Required work:
[A] Please rewrite the paragraph of the email about famous photographs that begins "Now that we are back on course" as a short bulleted list, keeping its main facts.
[B] Summarize the email about famous photographs in two sentences.
[C] Reproduce the email about famous photographs from "On 3/20/06 9:39" to "slice of life???".

Selected passage:
----

On 3/20/06 9:39 PM, "Walt Johnson" <walt@waltjohnson.com> wrote:

> B.D.,
> 
> Now that we are back on course and discussion  images I have a question.
> Do you think the Saint-Lazare puddle jumper was a set up? Know anyone
> quick enough to get a scene like that with an old 1930s Leica? If it
> were a situation expected to occur then maybe but slice of life???
> Another questionable image is Capa's /Loyalist Soldier /bitting the
> dust. Having seen a sequence of that take I'll never believe it is real.
> 
> Would be very interested in your opinion.... Really admire HCB and Capa
> and don't think these instances made them less than great. As you know,
> sometimes we get carried away with enthusiasm. Can you imagine Capa
> returning home from Spain  and finding fame waiting  there?  Sure, he is
> going to jump in with both feet and say "hey fellas, that guy didn't
> really get shot". Well, at least when we die and get to Photographer
> Hell we can ask them in person.

----

[Bounding box annotation entries]
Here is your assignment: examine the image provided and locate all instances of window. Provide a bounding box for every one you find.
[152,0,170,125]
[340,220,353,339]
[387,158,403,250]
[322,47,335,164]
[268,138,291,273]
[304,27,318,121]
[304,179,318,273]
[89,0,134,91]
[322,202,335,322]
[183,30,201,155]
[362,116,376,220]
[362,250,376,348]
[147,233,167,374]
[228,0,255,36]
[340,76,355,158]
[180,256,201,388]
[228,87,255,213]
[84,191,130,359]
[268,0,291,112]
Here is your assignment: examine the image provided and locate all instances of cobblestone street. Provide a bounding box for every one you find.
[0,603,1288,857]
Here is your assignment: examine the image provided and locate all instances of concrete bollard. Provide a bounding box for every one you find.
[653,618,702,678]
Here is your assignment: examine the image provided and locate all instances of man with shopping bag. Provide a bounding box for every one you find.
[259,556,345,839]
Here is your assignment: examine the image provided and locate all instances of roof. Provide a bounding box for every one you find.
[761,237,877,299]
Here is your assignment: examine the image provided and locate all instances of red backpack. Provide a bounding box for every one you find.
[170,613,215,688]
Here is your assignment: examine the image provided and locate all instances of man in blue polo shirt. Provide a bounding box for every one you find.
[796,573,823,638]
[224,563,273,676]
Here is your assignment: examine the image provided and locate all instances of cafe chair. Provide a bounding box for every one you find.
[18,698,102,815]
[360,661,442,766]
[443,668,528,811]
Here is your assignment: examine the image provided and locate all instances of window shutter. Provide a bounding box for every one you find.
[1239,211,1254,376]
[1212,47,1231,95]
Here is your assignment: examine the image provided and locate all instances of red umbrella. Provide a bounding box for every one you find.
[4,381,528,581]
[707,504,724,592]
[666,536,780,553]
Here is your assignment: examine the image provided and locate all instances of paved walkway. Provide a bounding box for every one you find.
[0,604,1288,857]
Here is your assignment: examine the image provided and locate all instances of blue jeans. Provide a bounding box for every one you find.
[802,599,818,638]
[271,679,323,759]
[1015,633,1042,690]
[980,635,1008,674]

----

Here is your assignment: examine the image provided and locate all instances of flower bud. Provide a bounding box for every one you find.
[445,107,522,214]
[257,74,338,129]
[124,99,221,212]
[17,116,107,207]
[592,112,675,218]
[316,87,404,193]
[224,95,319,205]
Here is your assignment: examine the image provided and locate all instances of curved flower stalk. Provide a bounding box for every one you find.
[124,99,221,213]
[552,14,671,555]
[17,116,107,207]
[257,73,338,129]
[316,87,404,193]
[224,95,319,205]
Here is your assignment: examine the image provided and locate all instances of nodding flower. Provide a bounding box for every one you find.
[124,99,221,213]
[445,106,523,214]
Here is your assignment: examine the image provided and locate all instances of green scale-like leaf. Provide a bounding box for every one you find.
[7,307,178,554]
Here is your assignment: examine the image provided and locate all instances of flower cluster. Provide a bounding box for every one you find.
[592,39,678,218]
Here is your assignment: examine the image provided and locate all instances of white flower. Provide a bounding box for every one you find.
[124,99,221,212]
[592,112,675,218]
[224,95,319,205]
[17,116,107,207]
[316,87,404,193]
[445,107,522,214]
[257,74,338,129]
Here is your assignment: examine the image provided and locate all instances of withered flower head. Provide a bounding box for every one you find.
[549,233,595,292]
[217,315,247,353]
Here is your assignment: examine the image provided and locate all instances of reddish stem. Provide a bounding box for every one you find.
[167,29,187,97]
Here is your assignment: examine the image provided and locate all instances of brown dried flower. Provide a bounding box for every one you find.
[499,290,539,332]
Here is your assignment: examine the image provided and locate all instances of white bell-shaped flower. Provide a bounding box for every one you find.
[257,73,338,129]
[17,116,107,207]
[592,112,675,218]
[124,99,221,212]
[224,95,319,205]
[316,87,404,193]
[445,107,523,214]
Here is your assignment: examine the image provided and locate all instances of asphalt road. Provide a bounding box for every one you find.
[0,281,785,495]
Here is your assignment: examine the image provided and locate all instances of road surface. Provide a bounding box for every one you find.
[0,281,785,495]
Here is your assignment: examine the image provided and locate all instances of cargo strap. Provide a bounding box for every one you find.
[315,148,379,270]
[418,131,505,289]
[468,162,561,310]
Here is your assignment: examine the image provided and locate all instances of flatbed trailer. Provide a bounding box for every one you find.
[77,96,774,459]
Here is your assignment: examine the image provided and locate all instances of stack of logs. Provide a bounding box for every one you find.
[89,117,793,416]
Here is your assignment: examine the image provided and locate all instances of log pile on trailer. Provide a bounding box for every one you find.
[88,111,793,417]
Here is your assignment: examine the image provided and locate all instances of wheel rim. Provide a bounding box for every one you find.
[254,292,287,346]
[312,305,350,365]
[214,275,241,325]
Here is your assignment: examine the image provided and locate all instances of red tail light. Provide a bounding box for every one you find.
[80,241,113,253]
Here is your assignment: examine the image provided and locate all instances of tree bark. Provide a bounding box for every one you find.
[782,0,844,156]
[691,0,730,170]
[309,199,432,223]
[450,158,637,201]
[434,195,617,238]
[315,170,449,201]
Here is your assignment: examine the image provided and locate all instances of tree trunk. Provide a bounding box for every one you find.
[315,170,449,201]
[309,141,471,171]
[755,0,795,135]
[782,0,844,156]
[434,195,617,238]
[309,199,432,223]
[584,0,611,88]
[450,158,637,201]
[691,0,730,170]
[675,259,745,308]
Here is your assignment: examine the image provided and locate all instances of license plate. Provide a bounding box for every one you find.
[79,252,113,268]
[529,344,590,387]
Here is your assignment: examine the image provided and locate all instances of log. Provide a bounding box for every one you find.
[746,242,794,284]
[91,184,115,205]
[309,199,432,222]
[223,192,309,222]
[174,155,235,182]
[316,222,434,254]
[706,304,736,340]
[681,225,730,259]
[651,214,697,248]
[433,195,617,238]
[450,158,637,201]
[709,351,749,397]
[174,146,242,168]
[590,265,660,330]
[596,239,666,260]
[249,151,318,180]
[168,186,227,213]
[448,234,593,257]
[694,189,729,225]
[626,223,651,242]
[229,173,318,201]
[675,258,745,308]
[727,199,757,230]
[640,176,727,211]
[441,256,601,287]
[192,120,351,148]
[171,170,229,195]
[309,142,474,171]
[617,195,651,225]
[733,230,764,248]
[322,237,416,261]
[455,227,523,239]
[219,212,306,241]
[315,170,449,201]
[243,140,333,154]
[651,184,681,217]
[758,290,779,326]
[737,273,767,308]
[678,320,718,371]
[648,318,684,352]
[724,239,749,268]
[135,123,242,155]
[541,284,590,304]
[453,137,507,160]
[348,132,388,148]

----

Exercise responses:
[A]
- B.D. is asked whether the Saint-Lazare puddle jumper was set up.
- The writer doubts anyone could catch a scene like that with an old 1930s Leica, except perhaps in a situation expected to occur, not as slice of life.
- Capa's Loyalist Soldier biting the dust is also called questionable.
- Having seen a sequence of that take, the writer will never believe it is real.

[B] Walt Johnson asks B.D. whether the Saint-Lazare puddle jumper was set up and calls Capa's Loyalist Soldier image questionable, saying that after seeing a sequence of that take, the writer will never believe it is real. The writer asks for B.D.'s opinion, still admires HCB and Capa, and doubts that Capa, finding fame waiting on returning from Spain, would have admitted the soldier didn't really get shot.

[C]
On 3/20/06 9:39 PM, "Walt Johnson" <walt@waltjohnson.com> wrote:

> B.D.,
> 
> Now that we are back on course and discussion  images I have a question.
> Do you think the Saint-Lazare puddle jumper was a set up? Know anyone
> quick enough to get a scene like that with an old 1930s Leica? If it
> were a situation expected to occur then maybe but slice of life???